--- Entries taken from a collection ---
☆ ☆ ☆ ☆ ☆

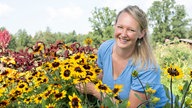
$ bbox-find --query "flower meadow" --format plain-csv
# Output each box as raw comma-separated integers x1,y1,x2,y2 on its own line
0,30,192,108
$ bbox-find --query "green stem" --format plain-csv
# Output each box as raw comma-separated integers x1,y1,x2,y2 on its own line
180,79,192,108
137,76,148,100
137,100,150,108
170,76,173,108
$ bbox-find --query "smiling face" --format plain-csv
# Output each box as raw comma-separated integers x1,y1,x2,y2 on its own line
114,12,144,49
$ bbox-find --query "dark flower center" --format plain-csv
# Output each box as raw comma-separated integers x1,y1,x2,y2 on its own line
168,68,179,76
64,70,70,77
72,98,79,108
99,85,107,90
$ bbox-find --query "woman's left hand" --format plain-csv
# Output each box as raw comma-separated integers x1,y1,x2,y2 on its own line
75,82,95,94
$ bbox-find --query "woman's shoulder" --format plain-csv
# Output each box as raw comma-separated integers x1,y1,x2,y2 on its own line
100,39,115,47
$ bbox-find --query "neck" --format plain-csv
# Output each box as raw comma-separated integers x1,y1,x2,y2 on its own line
113,45,134,60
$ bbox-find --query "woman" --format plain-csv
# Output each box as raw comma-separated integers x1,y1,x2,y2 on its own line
76,6,168,108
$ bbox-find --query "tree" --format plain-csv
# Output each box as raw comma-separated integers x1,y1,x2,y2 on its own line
89,7,116,38
147,0,190,43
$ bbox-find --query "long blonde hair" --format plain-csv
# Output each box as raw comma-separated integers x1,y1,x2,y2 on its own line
115,6,157,68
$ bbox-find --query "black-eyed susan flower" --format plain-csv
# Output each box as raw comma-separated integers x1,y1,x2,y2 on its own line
33,42,45,54
84,37,93,45
165,65,183,78
69,93,82,108
178,85,183,91
70,52,85,63
24,97,32,104
73,77,91,84
95,81,112,93
151,97,160,104
46,103,56,108
54,90,67,101
72,64,86,78
112,84,123,96
42,89,52,100
50,57,62,71
145,87,156,94
34,94,43,104
0,56,16,64
0,100,9,108
94,67,102,75
88,53,97,62
16,81,28,92
126,101,131,108
60,67,72,80
132,70,138,77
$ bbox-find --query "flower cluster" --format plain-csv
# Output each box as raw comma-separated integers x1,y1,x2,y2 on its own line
0,29,129,108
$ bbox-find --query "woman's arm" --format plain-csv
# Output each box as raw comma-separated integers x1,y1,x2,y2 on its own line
76,82,103,100
129,90,146,108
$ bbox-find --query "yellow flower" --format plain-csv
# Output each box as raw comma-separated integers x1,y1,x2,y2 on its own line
189,70,192,78
95,81,112,93
46,103,55,108
152,97,160,103
178,85,183,91
46,103,55,108
24,97,31,104
132,70,138,77
0,100,9,108
165,65,183,78
146,87,156,94
113,84,123,96
0,56,16,64
127,101,131,108
60,67,72,80
33,42,45,54
84,37,93,45
54,90,67,101
34,94,43,104
69,93,82,108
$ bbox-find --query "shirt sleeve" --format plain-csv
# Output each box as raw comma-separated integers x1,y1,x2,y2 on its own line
131,69,161,92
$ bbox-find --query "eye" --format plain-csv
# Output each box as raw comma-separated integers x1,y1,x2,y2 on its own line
117,26,123,29
127,28,136,32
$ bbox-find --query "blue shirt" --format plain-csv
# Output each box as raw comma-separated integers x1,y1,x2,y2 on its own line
97,39,168,108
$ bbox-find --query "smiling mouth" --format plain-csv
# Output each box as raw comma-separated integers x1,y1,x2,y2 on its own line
119,37,130,41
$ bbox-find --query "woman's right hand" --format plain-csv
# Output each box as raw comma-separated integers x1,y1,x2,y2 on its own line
75,82,95,95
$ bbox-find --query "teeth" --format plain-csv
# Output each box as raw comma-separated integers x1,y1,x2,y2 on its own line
119,37,129,41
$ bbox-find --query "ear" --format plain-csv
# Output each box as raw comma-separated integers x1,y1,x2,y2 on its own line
139,29,147,39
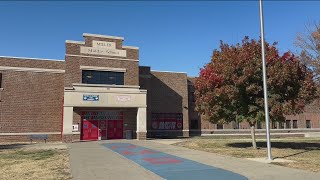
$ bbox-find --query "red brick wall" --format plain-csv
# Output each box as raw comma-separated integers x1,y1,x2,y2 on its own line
0,58,64,133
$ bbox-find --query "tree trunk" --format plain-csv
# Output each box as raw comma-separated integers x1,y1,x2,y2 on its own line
250,125,257,149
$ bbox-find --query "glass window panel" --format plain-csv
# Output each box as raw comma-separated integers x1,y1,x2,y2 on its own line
82,70,124,85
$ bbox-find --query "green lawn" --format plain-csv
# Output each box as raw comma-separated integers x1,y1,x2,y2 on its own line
0,148,71,180
175,137,320,172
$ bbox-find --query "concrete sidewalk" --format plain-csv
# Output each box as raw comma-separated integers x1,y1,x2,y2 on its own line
68,140,320,180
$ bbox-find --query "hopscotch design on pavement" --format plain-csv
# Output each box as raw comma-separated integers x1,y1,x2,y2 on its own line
102,143,247,180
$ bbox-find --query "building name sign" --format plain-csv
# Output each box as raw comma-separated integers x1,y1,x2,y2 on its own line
83,94,99,101
92,40,116,49
117,96,131,102
80,41,127,57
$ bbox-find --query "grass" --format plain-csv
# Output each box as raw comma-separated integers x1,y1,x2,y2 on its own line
175,137,320,172
0,149,71,180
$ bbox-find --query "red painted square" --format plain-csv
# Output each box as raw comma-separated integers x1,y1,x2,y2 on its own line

☆ ☆ ☆ ☆ ☆

Copy every line above word for word and exclude the pictures.

$ bbox-find --query "flower meadow" --format plain-csv
# Output each box as raw comma-separated integers x1,y1,x2,y2 on its own line
0,30,192,108
$ bbox-find --query "green stem" --format plain-csv
# Output each box as raw comma-separated integers x1,y1,x2,y2 on its own line
180,79,192,108
137,76,148,100
137,100,150,108
170,76,173,108
$ bbox-find --query "smiling face" --format plain-csv
# Output each box as raw comma-separated integers x1,y1,x2,y2 on its own line
114,12,144,49
$ bbox-find --query "dark flower center" --format plain-csv
# Output each box as raw comma-separated integers x1,y1,x2,y2 on its own line
168,68,179,76
64,70,70,77
72,98,79,108
99,85,107,90
$ bbox-find --query "woman's left hand" --format plain-csv
# Output each box as raw comma-separated integers x1,y1,x2,y2 on its own line
75,82,95,94
$ bbox-find --query "woman's shoulder" --format plain-csv
# Output each box as raw comma-separated integers x1,y1,x2,y2 on its own line
100,39,115,47
$ bbox-find --query "neck" --format plain-csv
# Output each box as raw comma-separated integers x1,y1,x2,y2 on its own line
113,45,134,60
$ bbox-find --query "woman" --format plain-csv
# Output each box as raw comma-separated integers x1,y1,x2,y2 on its own line
76,6,168,108
$ bbox-find --query "tree" --format plain-csv
# Output each box as raw comma-separated integers x1,y1,x2,y2 on its own line
89,7,116,38
147,0,190,43
$ bbox-find --query "long blonde hair" --format plain-csv
# Output each box as raw comma-separated integers x1,y1,x2,y2 on its own line
115,6,157,68
$ bbox-find --query "black-eyed susan flower" --format plain-csv
# Output each box as raw comma-separated integers x1,y1,x2,y2 on its own line
33,42,45,54
84,37,93,45
165,65,183,78
69,93,82,108
178,85,183,91
70,52,85,63
24,97,32,104
73,77,91,84
95,81,112,93
151,97,160,104
46,103,56,108
54,90,67,101
72,64,86,78
112,84,123,96
42,89,52,100
50,57,62,71
145,87,156,94
34,94,43,104
0,56,16,64
0,100,9,108
94,67,102,75
88,53,97,62
16,81,28,92
126,101,131,108
60,67,72,80
132,70,138,77
$ bbox-find --query "flower cluster" --format plain-csv
# Output each box as raw comma-separated integers x1,y1,x2,y2 on its own line
0,29,129,108
$ bbox-find --query "woman's arm" --format plain-csv
# Output each box as raw comma-separated integers x1,y1,x2,y2 on its own line
76,82,103,100
129,90,146,108
$ bbox-find --query "yellow flower" --format plain-csv
# Output each box as raw comma-separated integers x1,y1,x2,y2 on its own line
189,70,192,78
95,81,112,93
46,103,55,108
152,97,160,103
178,85,183,91
46,103,55,108
24,97,31,104
132,70,138,77
0,100,9,108
165,65,183,78
146,87,156,94
113,84,123,96
0,56,16,64
127,101,131,108
60,67,72,80
33,42,45,54
84,37,93,45
54,90,67,101
34,94,43,104
69,93,82,108
$ bbox-find --query "shirt sleeve" --format plain-csv
# Output each box as raw comma-separated integers x1,y1,x2,y2 on its own line
131,69,161,92
$ bbox-find --query "eye" --format plain-csv
# Output each box as raw comma-separated integers x1,y1,x2,y2 on its own line
117,26,123,29
127,28,136,32
$ bbox-find --query "blue shirt" --format plain-csv
# Output each box as raw comma-separated integers x1,y1,x2,y2 on its own line
97,39,168,108
$ bbox-find --query "smiling mouth" --format plain-csv
# Output each box as raw comma-separated integers x1,y1,x2,y2 on its own line
119,37,130,41
$ bbox-find --query "woman's right hand" --format plain-csv
# Output each box as raw comma-separated integers x1,y1,x2,y2 on its own line
75,82,95,95
$ bbox-find --query "teeth" --format plain-csv
# Output each box as raw comma-separated integers x1,y1,x2,y2 on its own line
119,37,129,41
$ bbox-find --query "ear" --format plain-csv
# Output each box as raw comma-separated integers x1,y1,x2,y2 on its own line
139,29,147,39
$ bbox-find --query "red brick wall" --format plain-csv
# Output each box as raw comma-separated integers x1,y1,x2,y2 on its own line
0,58,64,133
$ bbox-find --query "tree trunk" --format plain-csv
# Output each box as raw comma-separated integers x1,y1,x2,y2 on its own line
250,125,257,149
$ bbox-find --query "glass window panel" --format plain-csv
# Output each box as raw comma-separated integers x1,y1,x2,y2 on its own line
82,70,124,85
$ bbox-find --query "green lawn" --format plain-csv
# Output each box as raw comma-separated integers x1,y1,x2,y2 on its own line
0,148,71,180
175,137,320,172
$ bbox-find --query "concrete sidewalk" --format plain-csv
# Output each box as raw comma-separated integers x1,y1,x2,y2 on its own line
68,140,320,180
$ bbox-find --query "hopscotch design on pavement" --format plain-csv
# Output each box as raw comma-separated integers x1,y1,x2,y2 on its own line
102,143,247,180
$ bbox-find --query "building name sign" --format plain-csv
# Output each box as raw comma-separated integers x1,y1,x2,y2 on its own line
83,94,99,101
92,40,116,49
117,96,131,102
80,41,127,57
$ bbox-find --query "grass" --format plain-csv
# Output each box as raw comma-separated integers x1,y1,x2,y2 on its own line
175,137,320,172
0,149,71,180
$ bbox-find --query "red painted square" --format plain-csv
# Output each box as raw comma-separated integers x1,y1,x2,y2 on its own line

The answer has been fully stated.